▸ PROBLEM REQUIREMENTS
Whatever appears in the records, retype it exactly, except for the pictures.

Records from a dataset:
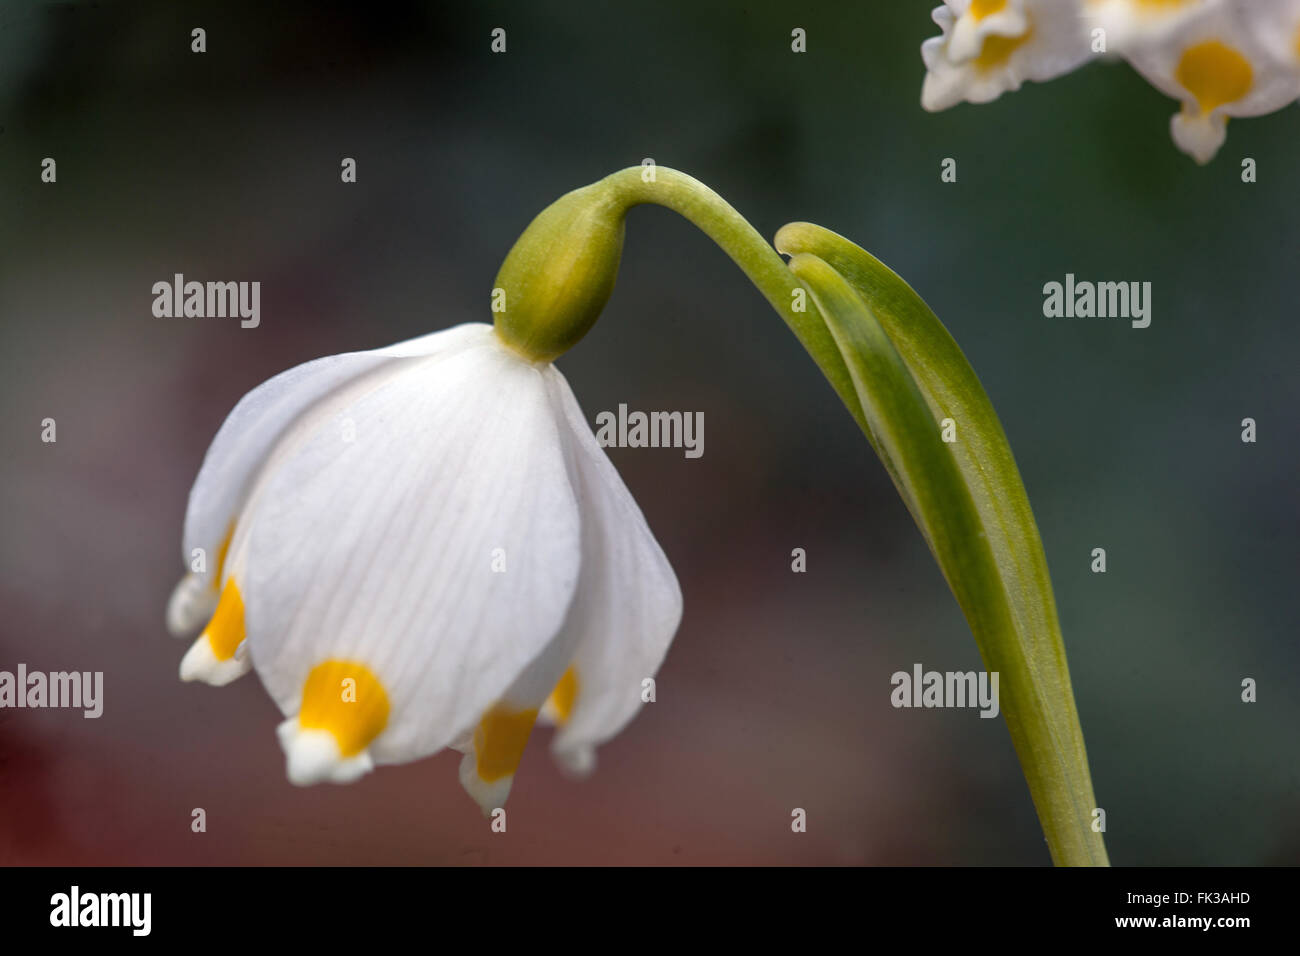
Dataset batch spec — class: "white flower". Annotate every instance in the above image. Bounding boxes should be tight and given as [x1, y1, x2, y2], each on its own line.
[921, 0, 1093, 111]
[1119, 0, 1300, 162]
[166, 322, 682, 812]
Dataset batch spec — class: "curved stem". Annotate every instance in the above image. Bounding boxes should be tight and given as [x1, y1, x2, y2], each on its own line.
[597, 166, 918, 548]
[599, 167, 870, 439]
[552, 167, 1106, 866]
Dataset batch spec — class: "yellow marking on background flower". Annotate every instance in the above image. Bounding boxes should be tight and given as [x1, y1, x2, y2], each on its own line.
[970, 0, 1008, 20]
[298, 660, 390, 757]
[546, 667, 580, 724]
[474, 704, 539, 782]
[213, 521, 235, 591]
[204, 579, 246, 661]
[1176, 40, 1253, 114]
[976, 26, 1033, 71]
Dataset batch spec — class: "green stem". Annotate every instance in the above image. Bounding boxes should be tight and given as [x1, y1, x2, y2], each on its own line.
[502, 165, 1107, 866]
[599, 167, 871, 438]
[597, 168, 924, 569]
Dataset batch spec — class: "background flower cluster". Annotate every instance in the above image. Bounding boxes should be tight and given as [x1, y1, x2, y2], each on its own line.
[922, 0, 1300, 163]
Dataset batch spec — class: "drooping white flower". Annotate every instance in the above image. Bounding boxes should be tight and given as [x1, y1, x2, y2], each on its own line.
[921, 0, 1093, 111]
[1119, 0, 1300, 162]
[167, 322, 682, 811]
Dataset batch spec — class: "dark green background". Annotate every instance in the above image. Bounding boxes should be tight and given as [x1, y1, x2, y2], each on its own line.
[0, 0, 1295, 864]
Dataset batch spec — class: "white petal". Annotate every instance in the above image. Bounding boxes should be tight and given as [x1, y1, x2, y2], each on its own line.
[1170, 110, 1227, 164]
[541, 369, 683, 774]
[922, 36, 973, 111]
[457, 754, 516, 814]
[277, 719, 374, 785]
[1243, 0, 1300, 69]
[165, 572, 216, 636]
[453, 452, 592, 811]
[920, 0, 1092, 111]
[1083, 0, 1221, 53]
[1121, 6, 1300, 161]
[180, 322, 488, 595]
[242, 331, 583, 777]
[948, 1, 1030, 64]
[179, 632, 250, 686]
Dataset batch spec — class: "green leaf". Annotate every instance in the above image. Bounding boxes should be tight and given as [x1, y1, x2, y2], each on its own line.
[779, 225, 1108, 867]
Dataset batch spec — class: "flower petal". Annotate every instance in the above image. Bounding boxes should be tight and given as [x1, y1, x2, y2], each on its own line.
[948, 0, 1031, 63]
[1083, 0, 1217, 51]
[175, 323, 488, 617]
[540, 369, 683, 775]
[921, 0, 1092, 111]
[242, 329, 583, 783]
[1121, 6, 1300, 162]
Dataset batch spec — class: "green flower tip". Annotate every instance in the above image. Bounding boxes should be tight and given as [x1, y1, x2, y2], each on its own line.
[492, 182, 627, 363]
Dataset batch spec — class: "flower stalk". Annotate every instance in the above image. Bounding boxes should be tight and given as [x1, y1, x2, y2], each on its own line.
[497, 166, 1109, 865]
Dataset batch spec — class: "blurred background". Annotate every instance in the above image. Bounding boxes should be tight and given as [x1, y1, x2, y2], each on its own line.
[0, 0, 1296, 866]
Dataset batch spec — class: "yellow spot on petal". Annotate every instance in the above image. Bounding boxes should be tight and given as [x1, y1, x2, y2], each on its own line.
[970, 0, 1007, 20]
[975, 25, 1033, 71]
[546, 667, 580, 724]
[212, 521, 235, 592]
[1176, 40, 1253, 114]
[298, 660, 390, 758]
[474, 704, 538, 783]
[204, 578, 245, 661]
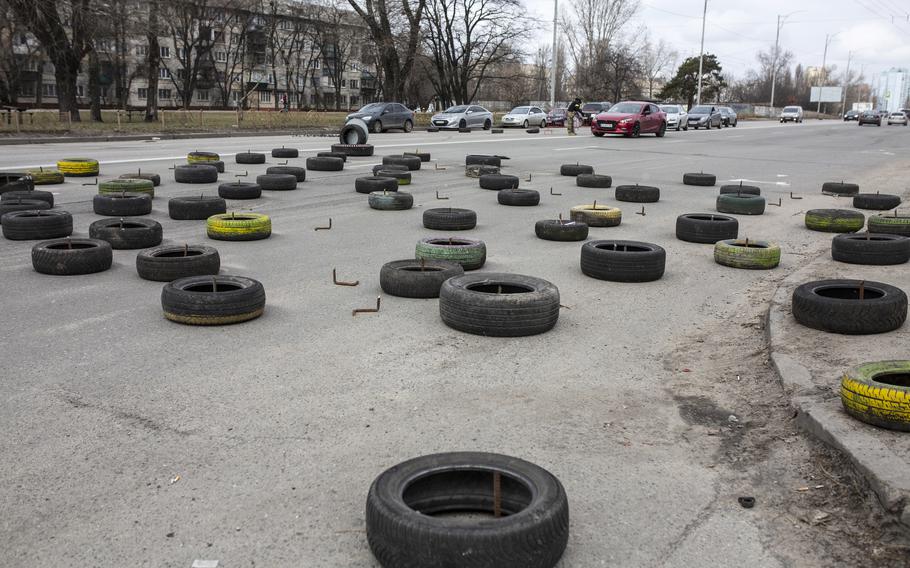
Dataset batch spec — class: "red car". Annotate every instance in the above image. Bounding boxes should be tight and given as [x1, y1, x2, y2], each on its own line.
[590, 101, 667, 137]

▸ REPLY
Dataset batch spec — class: "white flower". Annotate every instance in the above image. Bounding boxes should be tight and given as [x1, y1, x2, y2], each on its own line.
[921, 0, 1093, 111]
[1119, 0, 1300, 162]
[166, 322, 682, 812]
Dataset batch spec — class: "curved stem". Annotate every instance in the above image. Bounding boxes should be tight and given as [x1, y1, x2, y2], each on its own line.
[597, 166, 918, 548]
[599, 167, 870, 439]
[552, 167, 1106, 866]
Dataset batch spec — class: "yellow marking on background flower". Annotate every instance in the above image. Bounding boxes should be tight and given as [x1, y1, x2, y2], each on its own line.
[970, 0, 1008, 20]
[298, 660, 390, 757]
[546, 667, 580, 724]
[474, 704, 539, 782]
[213, 521, 235, 591]
[204, 579, 246, 661]
[1176, 40, 1253, 114]
[976, 26, 1033, 71]
Dataset batch spec — class: "green stem". Annotate every instance in the above image. Bounding boxes should be tight and given as [x1, y1, x2, y2], each on its own line.
[502, 165, 1107, 866]
[599, 167, 871, 438]
[597, 168, 924, 569]
Dataset batch spec — class: "background flower cluster". Annotate every instance in the above image. Bounding boxes should be tight and given as [x1, y1, x2, y2], each on its own line.
[922, 0, 1300, 163]
Dataset batch spec — class: "drooping white flower". Annotate every instance in the above image. Bounding boxes should be tight and given as [x1, y1, x2, y2], each on its own line.
[921, 0, 1093, 111]
[1119, 0, 1300, 162]
[167, 322, 682, 811]
Dataset batch spec — class: "dark green background". Annotate every instance in the above image. Bounding boxes should be tight and given as [x1, y1, x2, y2], each on its own line.
[0, 0, 1295, 864]
Dataset batch spec — class: "white petal". Annotate every instance in the above image. Bounding boxes should be tight and given as [x1, y1, x2, y2], each on its own line.
[1170, 110, 1227, 164]
[541, 369, 683, 774]
[922, 36, 973, 111]
[457, 754, 516, 814]
[277, 719, 374, 785]
[1243, 0, 1300, 69]
[165, 572, 216, 636]
[453, 452, 592, 811]
[920, 0, 1092, 111]
[1083, 0, 1221, 53]
[1121, 6, 1300, 161]
[180, 322, 488, 595]
[242, 331, 583, 777]
[948, 1, 1030, 64]
[179, 632, 250, 686]
Dataset batch spec — class: "green leaf". Annotate every instance in the above image. Bounding boxes should be tight and given as [x1, y1, x2, y2], each on its own line.
[779, 225, 1108, 867]
Dataset batch spec — class: "flower petal". Annotate every instance in the above image. Bounding boxes should be tight and given as [x1, y1, x2, y2], each on its own line.
[948, 0, 1031, 63]
[1083, 0, 1217, 51]
[175, 323, 488, 617]
[540, 369, 683, 775]
[921, 0, 1092, 111]
[242, 329, 583, 783]
[1121, 6, 1300, 162]
Dataset batch spec — class: "green flower tip". Annotate every instance in the above image. Bounding boxes should be tight and given as [x1, y1, x2, y2], each on its own line.
[492, 182, 627, 363]
Dataset batch spec — class: "flower stalk". Annotate every instance in the above image. Bounding boxes should be tight and given as [x1, y1, x2, y2], each on its own line.
[497, 166, 1109, 865]
Dataset batch spec — class: "blurred background". Annotate every instance in the above image. Bounding boxes should be tight and given as [x1, y1, x2, y2], each on its own line.
[0, 0, 1296, 866]
Dataset batch spec — class: "yellow spot on petal". Annotate every instance in the above image. Bounding boxes should be tight and given as [x1, y1, x2, y2], each on its own line.
[970, 0, 1007, 20]
[975, 25, 1033, 71]
[546, 667, 580, 724]
[212, 521, 235, 592]
[1176, 40, 1253, 114]
[298, 660, 390, 758]
[474, 704, 538, 783]
[204, 578, 245, 661]
Dataset batch spec — class: "red car". Annotate every instance in the above image. Bounding boxes should be tight and given as [x1, y1, x2, y2], each on its own line.
[590, 101, 667, 137]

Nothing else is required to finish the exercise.